** begin **

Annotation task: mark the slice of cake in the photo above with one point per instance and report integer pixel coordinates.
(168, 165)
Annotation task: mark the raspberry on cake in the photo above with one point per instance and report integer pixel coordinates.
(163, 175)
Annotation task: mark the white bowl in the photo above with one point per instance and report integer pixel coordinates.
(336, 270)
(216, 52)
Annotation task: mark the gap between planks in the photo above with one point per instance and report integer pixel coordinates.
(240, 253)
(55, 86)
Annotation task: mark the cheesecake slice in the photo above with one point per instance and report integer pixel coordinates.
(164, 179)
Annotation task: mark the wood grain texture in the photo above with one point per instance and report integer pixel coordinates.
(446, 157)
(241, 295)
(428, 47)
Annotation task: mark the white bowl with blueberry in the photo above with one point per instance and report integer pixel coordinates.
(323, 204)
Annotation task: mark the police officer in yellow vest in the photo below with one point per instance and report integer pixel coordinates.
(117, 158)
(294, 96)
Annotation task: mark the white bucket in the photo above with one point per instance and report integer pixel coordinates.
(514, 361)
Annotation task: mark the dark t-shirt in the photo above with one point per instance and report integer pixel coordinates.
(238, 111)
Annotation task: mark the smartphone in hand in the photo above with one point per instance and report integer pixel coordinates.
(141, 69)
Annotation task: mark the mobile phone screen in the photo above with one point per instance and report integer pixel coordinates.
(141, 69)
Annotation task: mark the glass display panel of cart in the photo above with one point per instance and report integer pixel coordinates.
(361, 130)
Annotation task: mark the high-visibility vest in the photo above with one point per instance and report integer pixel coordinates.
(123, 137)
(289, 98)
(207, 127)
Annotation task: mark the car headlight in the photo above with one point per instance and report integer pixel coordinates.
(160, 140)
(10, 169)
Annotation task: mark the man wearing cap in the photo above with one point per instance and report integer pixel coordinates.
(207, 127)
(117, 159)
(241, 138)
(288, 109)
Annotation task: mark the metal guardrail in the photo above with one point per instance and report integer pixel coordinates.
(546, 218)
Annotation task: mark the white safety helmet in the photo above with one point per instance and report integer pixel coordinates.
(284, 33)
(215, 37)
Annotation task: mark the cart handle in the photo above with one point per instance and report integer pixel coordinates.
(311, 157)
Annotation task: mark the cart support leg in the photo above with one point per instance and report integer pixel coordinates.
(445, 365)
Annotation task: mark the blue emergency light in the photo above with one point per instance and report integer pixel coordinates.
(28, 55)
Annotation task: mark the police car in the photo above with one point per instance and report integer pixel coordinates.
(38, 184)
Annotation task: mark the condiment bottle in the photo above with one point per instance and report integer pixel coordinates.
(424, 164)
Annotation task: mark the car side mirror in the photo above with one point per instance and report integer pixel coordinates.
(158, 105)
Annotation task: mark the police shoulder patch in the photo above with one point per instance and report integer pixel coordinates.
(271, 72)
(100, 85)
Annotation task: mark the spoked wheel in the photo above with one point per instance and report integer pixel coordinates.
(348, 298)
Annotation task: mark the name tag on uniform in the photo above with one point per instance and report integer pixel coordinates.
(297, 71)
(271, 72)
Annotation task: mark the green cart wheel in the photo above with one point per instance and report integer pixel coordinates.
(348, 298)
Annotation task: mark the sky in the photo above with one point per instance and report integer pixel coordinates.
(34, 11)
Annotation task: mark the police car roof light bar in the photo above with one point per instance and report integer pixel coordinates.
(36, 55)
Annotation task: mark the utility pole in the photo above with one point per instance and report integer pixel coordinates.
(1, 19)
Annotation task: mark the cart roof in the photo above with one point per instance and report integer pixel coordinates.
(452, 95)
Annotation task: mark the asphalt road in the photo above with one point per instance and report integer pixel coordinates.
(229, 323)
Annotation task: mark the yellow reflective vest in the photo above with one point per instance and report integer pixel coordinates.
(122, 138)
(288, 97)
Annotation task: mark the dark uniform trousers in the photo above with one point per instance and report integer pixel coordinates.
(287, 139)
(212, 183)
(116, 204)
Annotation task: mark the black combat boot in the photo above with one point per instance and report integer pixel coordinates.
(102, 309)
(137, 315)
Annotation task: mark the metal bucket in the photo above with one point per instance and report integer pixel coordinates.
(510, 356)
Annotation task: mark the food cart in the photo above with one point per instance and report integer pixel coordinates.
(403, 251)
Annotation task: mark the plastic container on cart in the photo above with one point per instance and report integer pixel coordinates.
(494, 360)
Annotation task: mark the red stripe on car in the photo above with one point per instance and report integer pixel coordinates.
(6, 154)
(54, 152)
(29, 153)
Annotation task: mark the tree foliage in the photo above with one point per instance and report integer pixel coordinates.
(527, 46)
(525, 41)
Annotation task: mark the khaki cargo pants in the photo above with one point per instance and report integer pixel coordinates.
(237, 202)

** end **

## Given request
Copy each line of the data exactly, leaving nothing out.

## Written solution
Annotation task: mark the slice of cake in the photo above with one point per instance and report integer pixel coordinates.
(168, 165)
Annotation task: mark the raspberry on cake in the photo above with one point per instance and report integer pixel coordinates.
(163, 175)
Annotation task: mark the white bowl in the photo above with one point per instance and report integer pixel coordinates.
(336, 270)
(216, 52)
Annotation task: mark the gap between planks in the photo above with one point per instance and report integer pixel coordinates.
(240, 253)
(55, 86)
Annotation task: mark the cheesecake slice in the photo above with one point per instance and report integer pixel coordinates.
(164, 179)
Annotation task: mark the wood grain texture in the photo above with one point per instance and report integer pixel coordinates.
(446, 157)
(241, 295)
(428, 47)
Annotation task: mark the white bowl with blueberry in the photo above with one point per instance and report integer pixel coordinates.
(323, 204)
Annotation task: mark the police officer in yellow vest in the photo below with one point per instance and report integer pixel coordinates.
(117, 158)
(294, 96)
Annotation task: mark the white bucket in the photo above with one point per instance and report integer pixel coordinates.
(514, 361)
Annotation task: mark the dark t-shirt in the photo above with one point per instance and report integer pixel coordinates.
(238, 111)
Annotation task: mark the smartphone in hand in the photo above with one point per instance and report integer pixel coordinates.
(141, 69)
Annotation task: mark the mobile phone screen in the photo above with one point per instance and report integer pixel coordinates.
(141, 69)
Annotation task: mark the glass display panel of cart in the photo above with one point per instance and report integer pixel coordinates.
(361, 130)
Annotation task: mark the high-visibility vest in the photo above with one point per instance and report integer pixel coordinates.
(123, 137)
(289, 98)
(207, 127)
Annotation task: mark the car headlight in the photo above with one point per instance and report integer pixel coordinates.
(160, 140)
(10, 169)
Annotation task: mark the man wearing cap in the photo above with one point per instance and report integer pixel coordinates.
(207, 127)
(117, 159)
(241, 138)
(288, 109)
Annotation task: mark the metal guardrail in the photo above with one point per instance and report integer pixel coordinates.
(546, 218)
Annotation task: mark the white safety helmet in the photo above with one point per instance and report integer pixel coordinates.
(284, 33)
(215, 37)
Annotation task: mark the cart handle in the photo above with one point per instance and report integer pixel coordinates.
(311, 157)
Annotation task: mark the cart support leg in the photo above with one point per instance and report integer pixel coordinates.
(445, 365)
Annotation task: mark the blue emergency light in the photo above with one point per instance and report integer pixel coordinates.
(28, 55)
Annotation task: mark the police car in the photo above with one point per instance and report integer pixel coordinates.
(38, 184)
Annotation task: mark the condiment bottle in the photo above with one point per instance and report integer pixel coordinates.
(424, 164)
Annotation task: mark the car side mirror in the photo above with one point per instance and report integer pixel coordinates.
(158, 105)
Annotation task: mark the police shoulder patch in the photo above with one point per instance and report integer pixel coordinates.
(271, 72)
(100, 85)
Annotation task: mark the spoked wheel in the photo above with one point per instance and report integer pixel coordinates.
(348, 298)
Annotation task: mark the name tag on uniform in the photo above with one point per instance and report integer pixel coordinates.
(297, 71)
(271, 72)
Annotation task: mark the green cart wheel in the photo above with one point per instance and report integer pixel coordinates.
(348, 298)
Annotation task: mark the sky in the photo above with one point per instance and report integer pixel coordinates.
(34, 11)
Annotation task: mark the police car roof light bar in the photo above with one point per instance and report integer pixel coordinates.
(36, 55)
Annotation task: mark the utility pole in the photo above with one point per instance and report integer pixel coordinates.
(1, 19)
Annotation task: mark the cart roof in the photo above with one point per instance and report integer pixel coordinates.
(452, 95)
Annotation task: mark the asphalt road in the photo above with one point per instance and report integer pixel coordinates.
(229, 323)
Annotation task: mark the yellow reflective vest in the photo above with one point per instance and report integer pixel coordinates.
(122, 138)
(288, 97)
Annotation task: mark the dark uniform trousers in the photo above with one point per instance and report integer pixel coordinates.
(287, 139)
(212, 183)
(116, 204)
Annotation task: mark the black combat boot in the photo above with one point per instance and report integer pixel coordinates.
(102, 309)
(137, 315)
Annotation task: mark the metal bucket in the photo above with one point per instance and report integer pixel coordinates.
(510, 356)
Annotation task: mark the food cart in the photo above with one point per instance and report integer pixel coordinates.
(403, 251)
Annotation task: mark the plastic container on cart in the photo above with one point per instance and report integer pixel coordinates.
(494, 360)
Annotation task: mark the red stripe on car in the photo above with one point per instance and report integer pixel coordinates.
(6, 154)
(54, 152)
(29, 153)
Annotation task: mark the tree foliage in the photo above with one point per instance and report integer pixel coordinates.
(527, 46)
(525, 41)
Annotation task: mark the khaki cargo pants in the photo above with one point per instance and report integer pixel coordinates.
(237, 202)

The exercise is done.